◆ Задание
Воспроизведите дословно часть отрывка об образовании: от слов «Уже начало ХХ» до слов «открытия [92, с. 5].» включительно.

Уже начало ХХ в., как утверждал в своем монографическом исследовании «Образование как ноосферный процесс (теоретико-методологический аспект)» один из исследователей проблем образования Могилевского государственного университета имени А. А. Кулешова Ю. С. Мельниченко, было отмечено сознанием власти человека над природой, связанным с безусловными успехами естествознания и их быстрым применением на практике. Физика и химия, по его мнению, породили новые, динамично развивающиеся отрасли промышленности, использующие самые передовые научные открытия [92, с. 5].
Именно в это время культ разума активно вытесняет культ духовной культуры и нравственно-волевой саморегуляции, что проявилось в сформированном на этой основе самом понимании человека и общества. Согласно нему человек представлялся разумным существом, которое может осознать собственные возможности и организовать общественный строй на рациональных началах.
Казалось, еще несколько лет – и окружающая нас реальность станет исключительно разумной. И первым шагом на этом пути будет рациональная организация самого образования и формируемые с его помощью разумные потребности личности и ее созидательные возможности, рассматриваемые как важнейший человеческий капитал. «Современная образовательная деятельность в связи с углублением глобальных проблем и расширением глобализационных процессов все чаще рассматривается в качестве деятельности, направленной на рост “человеческого капитала”, который имеет значение стратегического ресурса цивилизационного развития.
Теоретико-методологические основы такого подхода широко представлены в западной философии образования. Они доминируют в социологических концепциях информационной цивилизации, общества знаний, инновационного развития и др. Реализация этих идей в мировой практике идет по пути создания глобальной образовательной сети, что придает личностному мировоззренческому образованию статус планетарного процесса, от которого в значительной мере зависит будущее человечества» [92, с. 61].

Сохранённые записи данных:
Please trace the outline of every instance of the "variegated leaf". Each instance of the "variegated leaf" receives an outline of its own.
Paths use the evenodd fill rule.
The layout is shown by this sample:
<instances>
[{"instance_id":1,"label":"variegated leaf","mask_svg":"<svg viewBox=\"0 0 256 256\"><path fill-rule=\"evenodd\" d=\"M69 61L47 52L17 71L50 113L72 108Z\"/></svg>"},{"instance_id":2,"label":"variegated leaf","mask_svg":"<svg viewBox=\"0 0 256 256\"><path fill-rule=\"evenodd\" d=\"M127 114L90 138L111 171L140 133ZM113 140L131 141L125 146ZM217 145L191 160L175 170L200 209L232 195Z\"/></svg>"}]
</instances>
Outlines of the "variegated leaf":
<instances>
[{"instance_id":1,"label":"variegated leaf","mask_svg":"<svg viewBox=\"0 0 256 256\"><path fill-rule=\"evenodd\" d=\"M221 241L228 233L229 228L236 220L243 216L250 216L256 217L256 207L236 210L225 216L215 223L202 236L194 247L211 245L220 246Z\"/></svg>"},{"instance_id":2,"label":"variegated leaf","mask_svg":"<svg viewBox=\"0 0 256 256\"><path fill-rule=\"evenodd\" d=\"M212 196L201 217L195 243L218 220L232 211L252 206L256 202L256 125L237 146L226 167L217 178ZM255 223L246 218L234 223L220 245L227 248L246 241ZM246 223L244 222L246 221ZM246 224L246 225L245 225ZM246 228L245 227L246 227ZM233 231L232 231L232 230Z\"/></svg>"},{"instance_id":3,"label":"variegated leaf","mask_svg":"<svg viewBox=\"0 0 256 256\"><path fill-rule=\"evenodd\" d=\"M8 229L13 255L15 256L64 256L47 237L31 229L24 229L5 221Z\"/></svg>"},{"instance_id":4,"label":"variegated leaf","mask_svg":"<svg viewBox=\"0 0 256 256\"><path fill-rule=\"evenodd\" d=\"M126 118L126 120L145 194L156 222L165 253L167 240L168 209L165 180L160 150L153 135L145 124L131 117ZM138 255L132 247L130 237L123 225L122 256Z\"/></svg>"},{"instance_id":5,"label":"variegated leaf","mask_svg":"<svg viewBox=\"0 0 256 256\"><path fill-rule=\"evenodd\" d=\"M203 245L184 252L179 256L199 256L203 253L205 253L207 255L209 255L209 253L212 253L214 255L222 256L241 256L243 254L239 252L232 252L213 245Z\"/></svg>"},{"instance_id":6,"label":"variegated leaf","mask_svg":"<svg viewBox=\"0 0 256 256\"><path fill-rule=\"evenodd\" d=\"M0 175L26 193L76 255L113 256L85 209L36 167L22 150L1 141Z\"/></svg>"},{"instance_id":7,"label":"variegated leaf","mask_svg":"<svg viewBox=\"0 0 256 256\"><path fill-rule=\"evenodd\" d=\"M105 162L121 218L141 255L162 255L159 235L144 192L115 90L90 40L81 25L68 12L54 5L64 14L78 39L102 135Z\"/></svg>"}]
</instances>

◆ Образец ответа
Уже начало ХХ в., как утверждал в своем монографическом исследовании «Образование как ноосферный процесс (теоретико-методологический аспект)» один из исследователей проблем образования Могилевского государственного университета имени А. А. Кулешова Ю. С. Мельниченко, было отмечено сознанием власти человека над природой, связанным с безусловными успехами естествознания и их быстрым применением на практике. Физика и химия, по его мнению, породили новые, динамично развивающиеся отрасли промышленности, использующие самые передовые научные открытия [92, с. 5].